■ **SHORT EXERCISE 1**
Copy word for word the stretch of the Daniel Bell article from "Bell graduated from" through "published in hardcover.".
■ **SHORT EXERCISE 2**
Report every line of the listing that contains the string "green".

■ **SELECTED EXTRACT**

Daniel Bell

For other people named Daniel Bell, see Daniel Bell (disambiguation).
Daniel Bell
Born (1919-05-10)May 10, 1919
New York City, New York, United States
Died January 25, 2011(2011-01-25) (aged 91)
Cambridge, Massachusetts, United States
Fields Sociology
Institutions University of Chicago, Columbia University, Harvard University
Alma mater City College of New York Columbia University
Doctoral students Mustafa Emirbayer
Known for Post-industrialism
Influences Karl Polanyi
Influenced Charles Taylor

Daniel Bell (May 10, 1919 – January 25, 2011)[1] was an American sociologist, writer, editor, and professor emeritus at Harvard University, best known for his contributions to the study of post-industrialism. He has been described as "one of the leading American intellectuals of the postwar era."[2] His three best known works are The End of Ideology, The Coming of Post-Industrial Society and The Cultural Contradictions of Capitalism.[3]

Biography

Early life

Daniel Bell was born in 1919 in the Lower East Side of Manhattan in New York City. His parents, Benjamin and Anna Bolotsky, were Jewish[4][5] immigrants originally from Eastern Europe. They worked in the garment industry.[6]  His father died when he was eight months old, and he grew up poor[7] living with relatives along with his mother and his yonger brother.[8]  When he was 13 years old, the family's name was changed from Bolotsky to Bell.[6]

Education

Bell graduated from Stuyvesant High School and City College of New York with a bachelor's degree in science and social science in 1938, and studied for one year further at Columbia University (1938–1939).[2][8] He spent most of the next twenty years as a journalist, but ultimately earned a Ph.D. from Columbia in 1960 even though Bell had never written a doctoral dissertation.[9] According to Universal Microfilm International, Bell wrote a dissertation entitled "The End of Ideology: On the Exhaustion of Political Ideas in the Fifties" for a Ph.D. in Sociology from Columbia University. In 1960, it was published in hardcover.

■ **PROVIDED DATA**
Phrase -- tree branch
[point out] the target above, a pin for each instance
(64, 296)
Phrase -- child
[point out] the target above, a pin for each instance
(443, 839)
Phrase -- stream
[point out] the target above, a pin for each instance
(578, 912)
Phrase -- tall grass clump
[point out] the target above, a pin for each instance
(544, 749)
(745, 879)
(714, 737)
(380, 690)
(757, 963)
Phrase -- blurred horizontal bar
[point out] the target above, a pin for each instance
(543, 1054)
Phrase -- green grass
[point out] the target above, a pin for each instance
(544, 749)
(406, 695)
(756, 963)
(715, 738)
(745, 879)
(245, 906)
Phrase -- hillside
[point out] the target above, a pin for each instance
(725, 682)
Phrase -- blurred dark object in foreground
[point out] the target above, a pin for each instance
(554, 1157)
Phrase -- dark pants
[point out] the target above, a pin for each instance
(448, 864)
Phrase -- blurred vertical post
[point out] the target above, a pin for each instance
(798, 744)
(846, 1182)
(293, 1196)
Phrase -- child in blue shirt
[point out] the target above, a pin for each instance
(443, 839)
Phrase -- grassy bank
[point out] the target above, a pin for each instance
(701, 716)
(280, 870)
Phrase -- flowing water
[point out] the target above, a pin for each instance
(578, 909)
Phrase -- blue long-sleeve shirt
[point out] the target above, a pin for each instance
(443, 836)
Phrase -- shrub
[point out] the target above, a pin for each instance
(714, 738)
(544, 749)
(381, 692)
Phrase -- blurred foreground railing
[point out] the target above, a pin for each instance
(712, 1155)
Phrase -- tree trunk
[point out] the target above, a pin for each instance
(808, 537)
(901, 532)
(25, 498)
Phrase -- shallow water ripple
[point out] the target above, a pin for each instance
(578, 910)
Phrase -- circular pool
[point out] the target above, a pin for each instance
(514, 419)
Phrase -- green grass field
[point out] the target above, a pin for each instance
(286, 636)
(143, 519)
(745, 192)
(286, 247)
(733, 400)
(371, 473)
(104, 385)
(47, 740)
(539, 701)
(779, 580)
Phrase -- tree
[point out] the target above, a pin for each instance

■ **PROBLEM SOLUTION 1**
Bell graduated from Stuyvesant High School and City College of New York with a bachelor's degree in science and social science in 1938, and studied for one year further at Columbia University (1938–1939).[2][8] He spent most of the next twenty years as a journalist, but ultimately earned a Ph.D. from Columbia in 1960 even though Bell had never written a doctoral dissertation.[9] According to Universal Microfilm International, Bell wrote a dissertation entitled "The End of Ideology: On the Exhaustion of Political Ideas in the Fifties" for a Ph.D. in Sociology from Columbia University. In 1960, it was published in hardcover.

■ **PROBLEM SOLUTION 2**
Phrase -- green grass
Phrase -- green grass field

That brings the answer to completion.